[Exercise goal] Return every line of the listing below verbatim, with nothing changed.

[Provided entries]

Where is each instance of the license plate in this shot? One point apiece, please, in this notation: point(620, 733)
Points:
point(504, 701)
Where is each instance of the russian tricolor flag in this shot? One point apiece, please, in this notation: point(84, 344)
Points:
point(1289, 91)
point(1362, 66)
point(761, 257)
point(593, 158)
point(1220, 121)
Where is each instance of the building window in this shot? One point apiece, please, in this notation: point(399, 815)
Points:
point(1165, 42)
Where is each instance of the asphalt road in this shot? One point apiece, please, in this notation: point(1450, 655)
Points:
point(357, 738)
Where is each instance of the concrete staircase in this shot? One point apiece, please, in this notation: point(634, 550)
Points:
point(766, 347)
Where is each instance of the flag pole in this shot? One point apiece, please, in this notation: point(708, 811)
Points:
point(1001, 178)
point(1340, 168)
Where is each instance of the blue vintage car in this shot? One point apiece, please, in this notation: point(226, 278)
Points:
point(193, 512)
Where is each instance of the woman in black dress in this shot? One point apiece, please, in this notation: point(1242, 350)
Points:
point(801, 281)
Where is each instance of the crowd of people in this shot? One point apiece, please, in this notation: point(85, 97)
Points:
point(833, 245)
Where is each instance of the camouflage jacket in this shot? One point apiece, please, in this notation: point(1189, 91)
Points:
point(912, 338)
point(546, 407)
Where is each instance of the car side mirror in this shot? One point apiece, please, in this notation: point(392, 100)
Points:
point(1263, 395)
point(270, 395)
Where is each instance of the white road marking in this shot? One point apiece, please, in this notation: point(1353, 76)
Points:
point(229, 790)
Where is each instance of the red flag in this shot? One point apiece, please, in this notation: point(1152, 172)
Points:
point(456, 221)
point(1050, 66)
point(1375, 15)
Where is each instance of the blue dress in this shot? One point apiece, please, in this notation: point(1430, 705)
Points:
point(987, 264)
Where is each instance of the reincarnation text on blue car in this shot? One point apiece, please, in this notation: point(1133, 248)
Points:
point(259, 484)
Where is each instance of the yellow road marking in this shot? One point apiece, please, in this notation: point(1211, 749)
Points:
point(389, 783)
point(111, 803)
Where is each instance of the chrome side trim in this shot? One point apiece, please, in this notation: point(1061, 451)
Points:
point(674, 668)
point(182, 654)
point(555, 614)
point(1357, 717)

[Result of the task]
Where is each instance of the license plate in this shot? One point apiece, please, in this notation: point(620, 733)
Points:
point(504, 701)
Where is each instance of the russian tricolor flag in this shot? One point apiece, please, in this notation: point(84, 344)
Points:
point(1289, 91)
point(1362, 66)
point(761, 257)
point(593, 158)
point(1220, 121)
Where is each instance of the building window in this shot? One point apiece, please, in this notation: point(399, 815)
Points:
point(1165, 42)
Where is each instance of the asphalt road in this shot? One point apiece, please, in this notation: point(1450, 655)
Points:
point(357, 738)
Where is each instance of the concrete staircase in this shot? One point apiece, please, in this notation: point(634, 550)
Points:
point(766, 347)
Where is each instance of the flag pole in this shot? One point apiece, please, in this notation: point(708, 811)
Points:
point(1001, 178)
point(1340, 168)
Where is each instance of the blue vintage car in this shot? One point apiece, please, in this notation: point(226, 278)
Points:
point(193, 512)
Where is each instance of the woman in black dress in this shot? One point apiece, please, in this notation: point(1242, 350)
Points:
point(801, 281)
Where is each instance of the crowd of people in this shot? One point apiece, please, in this notation: point(85, 97)
Points:
point(833, 245)
Where is each instance of the camouflage jacket in this shot? One point apiece, please, in this notation: point(1189, 91)
Points:
point(912, 338)
point(546, 407)
Where is each instance of the car side mirror in this shot? One point apiece, please, in this notation: point(392, 100)
Points:
point(1263, 395)
point(270, 395)
Where is each instance of the white road marking in this shot? One point apiece, please, in this notation: point(1353, 76)
Points:
point(229, 790)
Where is each instance of the red flag in this shot? One point apiece, please, in this notation: point(1152, 172)
Points:
point(456, 221)
point(1050, 66)
point(1375, 15)
Where is each instance of the blue dress in this shot? One point apiece, please, in this notation: point(1430, 705)
Points:
point(987, 264)
Where is each instance of the reincarnation text on blue car in this shot? One point apiece, please, in this notation: point(1133, 248)
Points:
point(259, 484)
Where is each instance of the yellow road marking in this shot? One point apiece, please, in this notation: point(1211, 749)
Points:
point(389, 783)
point(111, 803)
Where is each instance of the chrome side trim in this shot? One point apiece, please, in this notation: point(1061, 451)
Points:
point(674, 668)
point(182, 654)
point(555, 614)
point(1357, 717)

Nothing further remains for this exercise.